> [Your objective] All lines below containing "striped" are to be listed.

(Task inputs begins)

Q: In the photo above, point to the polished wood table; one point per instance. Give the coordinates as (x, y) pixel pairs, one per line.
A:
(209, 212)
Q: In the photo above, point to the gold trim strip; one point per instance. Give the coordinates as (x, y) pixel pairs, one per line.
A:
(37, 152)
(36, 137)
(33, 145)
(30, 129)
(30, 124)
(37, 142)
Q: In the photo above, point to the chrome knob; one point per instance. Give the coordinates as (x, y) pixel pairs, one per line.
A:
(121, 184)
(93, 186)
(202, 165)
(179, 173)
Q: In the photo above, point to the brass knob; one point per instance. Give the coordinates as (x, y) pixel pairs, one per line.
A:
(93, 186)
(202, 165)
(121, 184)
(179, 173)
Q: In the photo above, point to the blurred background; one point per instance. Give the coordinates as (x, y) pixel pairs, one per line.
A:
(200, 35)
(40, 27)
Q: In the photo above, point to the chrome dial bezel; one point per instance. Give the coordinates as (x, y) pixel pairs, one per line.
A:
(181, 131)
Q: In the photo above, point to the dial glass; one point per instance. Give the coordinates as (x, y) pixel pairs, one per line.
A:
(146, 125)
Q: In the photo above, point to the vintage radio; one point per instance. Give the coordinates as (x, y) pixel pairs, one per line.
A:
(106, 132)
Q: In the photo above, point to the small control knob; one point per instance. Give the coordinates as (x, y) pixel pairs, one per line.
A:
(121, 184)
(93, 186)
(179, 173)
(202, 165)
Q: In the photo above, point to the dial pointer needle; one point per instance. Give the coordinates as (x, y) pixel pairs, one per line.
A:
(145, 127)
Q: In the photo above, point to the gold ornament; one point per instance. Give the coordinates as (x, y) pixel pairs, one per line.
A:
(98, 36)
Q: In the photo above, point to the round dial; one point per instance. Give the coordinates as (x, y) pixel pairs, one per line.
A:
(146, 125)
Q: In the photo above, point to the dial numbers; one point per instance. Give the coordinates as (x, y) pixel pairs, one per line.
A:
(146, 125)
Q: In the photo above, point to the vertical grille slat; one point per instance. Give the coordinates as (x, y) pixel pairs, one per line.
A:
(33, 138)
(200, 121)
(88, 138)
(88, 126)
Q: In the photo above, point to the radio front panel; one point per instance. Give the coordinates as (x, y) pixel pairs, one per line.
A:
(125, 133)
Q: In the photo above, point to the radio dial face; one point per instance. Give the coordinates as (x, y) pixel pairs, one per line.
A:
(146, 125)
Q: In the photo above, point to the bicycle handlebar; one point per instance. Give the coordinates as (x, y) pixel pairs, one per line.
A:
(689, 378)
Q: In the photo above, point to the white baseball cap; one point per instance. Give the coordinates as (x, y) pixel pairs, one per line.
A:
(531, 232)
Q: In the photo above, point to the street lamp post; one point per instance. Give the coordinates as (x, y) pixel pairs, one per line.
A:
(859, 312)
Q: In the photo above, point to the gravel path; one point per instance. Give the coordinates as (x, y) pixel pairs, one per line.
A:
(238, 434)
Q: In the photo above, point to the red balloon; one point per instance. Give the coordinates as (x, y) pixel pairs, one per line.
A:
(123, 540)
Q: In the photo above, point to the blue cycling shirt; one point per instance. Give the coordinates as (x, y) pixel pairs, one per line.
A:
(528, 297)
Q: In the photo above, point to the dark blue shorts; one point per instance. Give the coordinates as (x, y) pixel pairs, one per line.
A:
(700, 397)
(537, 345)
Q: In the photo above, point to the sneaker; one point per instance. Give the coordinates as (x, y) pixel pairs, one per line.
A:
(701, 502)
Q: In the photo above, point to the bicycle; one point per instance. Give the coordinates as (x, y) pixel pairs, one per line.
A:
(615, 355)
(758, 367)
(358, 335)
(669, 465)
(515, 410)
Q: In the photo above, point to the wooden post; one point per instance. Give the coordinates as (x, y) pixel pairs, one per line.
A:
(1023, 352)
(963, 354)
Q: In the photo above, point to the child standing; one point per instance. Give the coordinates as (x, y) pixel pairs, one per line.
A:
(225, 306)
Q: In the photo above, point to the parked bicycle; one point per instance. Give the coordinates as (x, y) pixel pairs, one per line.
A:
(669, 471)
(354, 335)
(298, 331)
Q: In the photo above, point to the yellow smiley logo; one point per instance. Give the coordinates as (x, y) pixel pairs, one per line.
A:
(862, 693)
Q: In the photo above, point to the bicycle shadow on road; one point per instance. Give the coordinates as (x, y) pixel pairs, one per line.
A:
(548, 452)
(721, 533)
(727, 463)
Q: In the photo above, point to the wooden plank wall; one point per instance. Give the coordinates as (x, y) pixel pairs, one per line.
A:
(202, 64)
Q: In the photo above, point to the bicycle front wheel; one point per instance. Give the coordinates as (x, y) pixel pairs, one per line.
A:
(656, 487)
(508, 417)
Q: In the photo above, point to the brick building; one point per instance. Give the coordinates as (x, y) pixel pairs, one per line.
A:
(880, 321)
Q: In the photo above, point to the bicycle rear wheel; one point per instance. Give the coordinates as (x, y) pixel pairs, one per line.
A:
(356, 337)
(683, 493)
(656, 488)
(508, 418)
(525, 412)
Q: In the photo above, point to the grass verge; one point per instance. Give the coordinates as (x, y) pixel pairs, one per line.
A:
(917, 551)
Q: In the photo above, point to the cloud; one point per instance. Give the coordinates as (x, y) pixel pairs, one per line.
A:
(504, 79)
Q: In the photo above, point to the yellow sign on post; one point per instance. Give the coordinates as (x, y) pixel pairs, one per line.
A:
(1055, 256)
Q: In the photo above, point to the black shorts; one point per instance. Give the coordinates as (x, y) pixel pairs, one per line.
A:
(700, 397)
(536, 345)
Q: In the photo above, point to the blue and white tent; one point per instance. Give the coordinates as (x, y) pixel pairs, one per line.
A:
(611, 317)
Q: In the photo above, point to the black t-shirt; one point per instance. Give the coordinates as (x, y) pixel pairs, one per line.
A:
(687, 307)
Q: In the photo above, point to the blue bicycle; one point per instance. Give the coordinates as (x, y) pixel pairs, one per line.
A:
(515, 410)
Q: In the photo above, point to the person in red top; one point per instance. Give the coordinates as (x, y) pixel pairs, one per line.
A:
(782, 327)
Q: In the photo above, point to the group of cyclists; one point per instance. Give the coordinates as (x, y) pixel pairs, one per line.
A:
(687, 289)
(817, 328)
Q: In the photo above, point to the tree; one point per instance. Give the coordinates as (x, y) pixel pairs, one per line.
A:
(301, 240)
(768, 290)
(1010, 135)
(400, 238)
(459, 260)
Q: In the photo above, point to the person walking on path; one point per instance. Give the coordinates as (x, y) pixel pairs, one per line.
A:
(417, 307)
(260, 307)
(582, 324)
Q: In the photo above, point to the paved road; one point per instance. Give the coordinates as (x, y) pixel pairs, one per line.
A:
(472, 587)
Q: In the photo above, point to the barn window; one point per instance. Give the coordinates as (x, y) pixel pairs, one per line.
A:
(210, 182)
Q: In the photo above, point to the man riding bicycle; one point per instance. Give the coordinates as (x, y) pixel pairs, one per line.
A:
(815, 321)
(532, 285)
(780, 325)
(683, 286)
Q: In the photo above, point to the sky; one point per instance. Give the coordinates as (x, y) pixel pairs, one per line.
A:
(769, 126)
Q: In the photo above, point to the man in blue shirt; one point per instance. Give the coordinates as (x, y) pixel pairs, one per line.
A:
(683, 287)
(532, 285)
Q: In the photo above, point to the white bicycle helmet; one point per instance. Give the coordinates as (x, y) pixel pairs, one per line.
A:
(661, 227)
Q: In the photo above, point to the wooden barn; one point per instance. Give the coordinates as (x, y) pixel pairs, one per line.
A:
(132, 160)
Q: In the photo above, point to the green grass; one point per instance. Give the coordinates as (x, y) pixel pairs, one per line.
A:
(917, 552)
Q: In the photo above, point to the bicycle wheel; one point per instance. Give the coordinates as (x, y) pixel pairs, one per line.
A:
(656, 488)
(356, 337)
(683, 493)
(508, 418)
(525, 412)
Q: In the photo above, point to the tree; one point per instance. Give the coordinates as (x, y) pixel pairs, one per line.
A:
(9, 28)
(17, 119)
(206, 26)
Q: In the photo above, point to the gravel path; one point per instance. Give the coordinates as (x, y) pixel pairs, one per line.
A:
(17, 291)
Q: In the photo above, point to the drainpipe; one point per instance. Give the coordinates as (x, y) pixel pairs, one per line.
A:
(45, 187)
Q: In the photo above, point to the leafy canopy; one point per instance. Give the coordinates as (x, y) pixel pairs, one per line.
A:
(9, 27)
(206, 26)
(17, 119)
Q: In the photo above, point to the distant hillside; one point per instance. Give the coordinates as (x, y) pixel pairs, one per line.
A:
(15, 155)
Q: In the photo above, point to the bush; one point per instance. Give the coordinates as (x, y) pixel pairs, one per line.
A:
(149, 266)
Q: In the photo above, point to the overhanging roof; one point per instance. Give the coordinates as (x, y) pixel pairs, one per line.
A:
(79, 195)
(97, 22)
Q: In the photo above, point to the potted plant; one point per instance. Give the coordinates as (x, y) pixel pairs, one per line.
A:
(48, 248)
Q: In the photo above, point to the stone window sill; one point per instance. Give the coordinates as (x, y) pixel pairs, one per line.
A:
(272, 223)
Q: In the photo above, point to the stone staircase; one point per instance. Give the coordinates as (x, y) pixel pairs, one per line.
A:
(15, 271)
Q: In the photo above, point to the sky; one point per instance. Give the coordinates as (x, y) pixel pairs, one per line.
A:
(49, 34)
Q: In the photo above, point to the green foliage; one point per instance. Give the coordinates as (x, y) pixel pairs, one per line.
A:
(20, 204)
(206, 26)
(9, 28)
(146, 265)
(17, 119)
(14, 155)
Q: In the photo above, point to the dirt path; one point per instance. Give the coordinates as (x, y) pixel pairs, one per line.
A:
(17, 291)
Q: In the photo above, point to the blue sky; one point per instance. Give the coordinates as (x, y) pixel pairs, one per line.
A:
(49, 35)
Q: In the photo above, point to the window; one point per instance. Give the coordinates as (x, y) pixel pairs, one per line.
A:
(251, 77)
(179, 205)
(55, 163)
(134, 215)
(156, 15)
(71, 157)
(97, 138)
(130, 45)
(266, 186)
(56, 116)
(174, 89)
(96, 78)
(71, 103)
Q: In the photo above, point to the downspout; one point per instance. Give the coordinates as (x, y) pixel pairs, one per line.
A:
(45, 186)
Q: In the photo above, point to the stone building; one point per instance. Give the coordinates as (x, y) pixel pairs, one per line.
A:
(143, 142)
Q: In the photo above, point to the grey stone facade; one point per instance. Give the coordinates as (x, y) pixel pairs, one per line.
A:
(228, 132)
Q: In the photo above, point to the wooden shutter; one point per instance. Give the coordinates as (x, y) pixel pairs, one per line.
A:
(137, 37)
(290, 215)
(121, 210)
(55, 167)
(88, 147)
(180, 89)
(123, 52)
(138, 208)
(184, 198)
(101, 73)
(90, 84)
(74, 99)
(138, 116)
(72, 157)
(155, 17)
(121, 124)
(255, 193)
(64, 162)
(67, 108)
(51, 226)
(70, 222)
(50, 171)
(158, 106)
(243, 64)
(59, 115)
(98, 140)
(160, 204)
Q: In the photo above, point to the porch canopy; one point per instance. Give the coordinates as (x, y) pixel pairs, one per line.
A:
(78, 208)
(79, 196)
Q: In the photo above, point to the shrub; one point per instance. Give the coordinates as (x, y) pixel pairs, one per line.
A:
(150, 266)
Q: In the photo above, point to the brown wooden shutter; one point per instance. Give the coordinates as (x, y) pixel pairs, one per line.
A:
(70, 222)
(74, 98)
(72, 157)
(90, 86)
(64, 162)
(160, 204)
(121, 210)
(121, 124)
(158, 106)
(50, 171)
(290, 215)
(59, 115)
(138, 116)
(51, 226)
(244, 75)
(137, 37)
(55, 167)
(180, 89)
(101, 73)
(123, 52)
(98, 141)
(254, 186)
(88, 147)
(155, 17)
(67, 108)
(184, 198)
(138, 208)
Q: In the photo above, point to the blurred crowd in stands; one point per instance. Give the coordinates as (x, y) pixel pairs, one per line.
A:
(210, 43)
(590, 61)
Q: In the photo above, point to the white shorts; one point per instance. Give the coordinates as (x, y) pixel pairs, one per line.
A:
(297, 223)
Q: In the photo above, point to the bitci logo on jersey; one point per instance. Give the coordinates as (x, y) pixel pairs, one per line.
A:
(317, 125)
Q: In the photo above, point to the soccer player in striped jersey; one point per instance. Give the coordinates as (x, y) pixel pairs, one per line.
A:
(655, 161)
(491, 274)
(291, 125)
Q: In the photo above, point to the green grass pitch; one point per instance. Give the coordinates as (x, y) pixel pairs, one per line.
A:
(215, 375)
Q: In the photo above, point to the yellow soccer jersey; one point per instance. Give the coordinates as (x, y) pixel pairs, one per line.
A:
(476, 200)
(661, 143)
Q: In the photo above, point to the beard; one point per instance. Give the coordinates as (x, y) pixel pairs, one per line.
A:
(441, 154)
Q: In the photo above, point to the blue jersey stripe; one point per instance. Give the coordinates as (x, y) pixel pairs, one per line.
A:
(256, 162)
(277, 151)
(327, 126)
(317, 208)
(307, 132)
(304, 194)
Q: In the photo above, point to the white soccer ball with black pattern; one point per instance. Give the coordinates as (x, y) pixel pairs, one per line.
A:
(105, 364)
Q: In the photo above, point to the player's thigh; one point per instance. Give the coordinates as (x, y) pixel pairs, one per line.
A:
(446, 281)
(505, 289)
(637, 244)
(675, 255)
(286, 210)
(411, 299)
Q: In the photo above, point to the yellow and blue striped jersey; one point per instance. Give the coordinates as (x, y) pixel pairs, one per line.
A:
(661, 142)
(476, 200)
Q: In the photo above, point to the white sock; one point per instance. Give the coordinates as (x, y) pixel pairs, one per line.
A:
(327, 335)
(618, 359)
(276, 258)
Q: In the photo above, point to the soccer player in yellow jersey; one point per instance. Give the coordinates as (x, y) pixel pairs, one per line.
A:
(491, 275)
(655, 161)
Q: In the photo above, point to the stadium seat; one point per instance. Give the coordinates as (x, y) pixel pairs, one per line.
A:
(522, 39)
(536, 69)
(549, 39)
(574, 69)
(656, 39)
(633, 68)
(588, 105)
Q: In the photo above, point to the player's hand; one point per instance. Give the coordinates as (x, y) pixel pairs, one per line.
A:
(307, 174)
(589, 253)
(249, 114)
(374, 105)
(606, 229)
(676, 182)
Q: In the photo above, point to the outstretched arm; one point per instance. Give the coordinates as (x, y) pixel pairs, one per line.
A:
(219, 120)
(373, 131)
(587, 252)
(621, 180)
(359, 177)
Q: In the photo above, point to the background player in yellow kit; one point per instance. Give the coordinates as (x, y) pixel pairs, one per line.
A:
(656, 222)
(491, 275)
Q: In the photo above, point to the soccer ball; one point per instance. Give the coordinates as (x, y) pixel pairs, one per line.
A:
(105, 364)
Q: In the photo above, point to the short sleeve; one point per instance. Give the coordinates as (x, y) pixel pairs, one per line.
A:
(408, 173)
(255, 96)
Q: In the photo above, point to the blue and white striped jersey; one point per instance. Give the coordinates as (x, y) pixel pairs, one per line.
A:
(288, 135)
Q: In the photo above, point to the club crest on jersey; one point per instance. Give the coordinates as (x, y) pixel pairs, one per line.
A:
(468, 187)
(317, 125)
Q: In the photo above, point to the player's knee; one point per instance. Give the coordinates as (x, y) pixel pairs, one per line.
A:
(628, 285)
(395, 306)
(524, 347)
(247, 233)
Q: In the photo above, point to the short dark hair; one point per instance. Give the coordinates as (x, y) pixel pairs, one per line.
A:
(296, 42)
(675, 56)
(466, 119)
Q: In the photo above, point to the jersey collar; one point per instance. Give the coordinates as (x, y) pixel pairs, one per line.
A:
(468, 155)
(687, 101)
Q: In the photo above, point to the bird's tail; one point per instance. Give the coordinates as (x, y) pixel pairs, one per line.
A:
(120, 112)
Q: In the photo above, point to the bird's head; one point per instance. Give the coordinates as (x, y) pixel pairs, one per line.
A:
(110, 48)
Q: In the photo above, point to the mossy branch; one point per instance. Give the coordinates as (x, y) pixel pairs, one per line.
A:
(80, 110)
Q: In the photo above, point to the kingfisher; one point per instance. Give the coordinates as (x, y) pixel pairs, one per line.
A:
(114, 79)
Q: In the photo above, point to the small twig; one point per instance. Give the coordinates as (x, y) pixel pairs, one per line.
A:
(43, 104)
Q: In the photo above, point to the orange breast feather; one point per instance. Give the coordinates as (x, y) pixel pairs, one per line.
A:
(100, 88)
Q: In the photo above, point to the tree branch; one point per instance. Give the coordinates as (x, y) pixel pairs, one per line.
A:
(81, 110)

(Task inputs ends)

> [Expected output]
Q: In the photo above, point to the soccer player in striped jersey; one point per instance. Give the coordinates as (x, y) pixel pairs, one per line.
Q: In the photo above, point to the yellow and blue striped jersey; one point per instance. Give the coordinates as (x, y) pixel pairs, one per line.
Q: In the photo above, point to the blue and white striped jersey; one point per instance. Give the coordinates as (x, y) pixel pairs, one per line.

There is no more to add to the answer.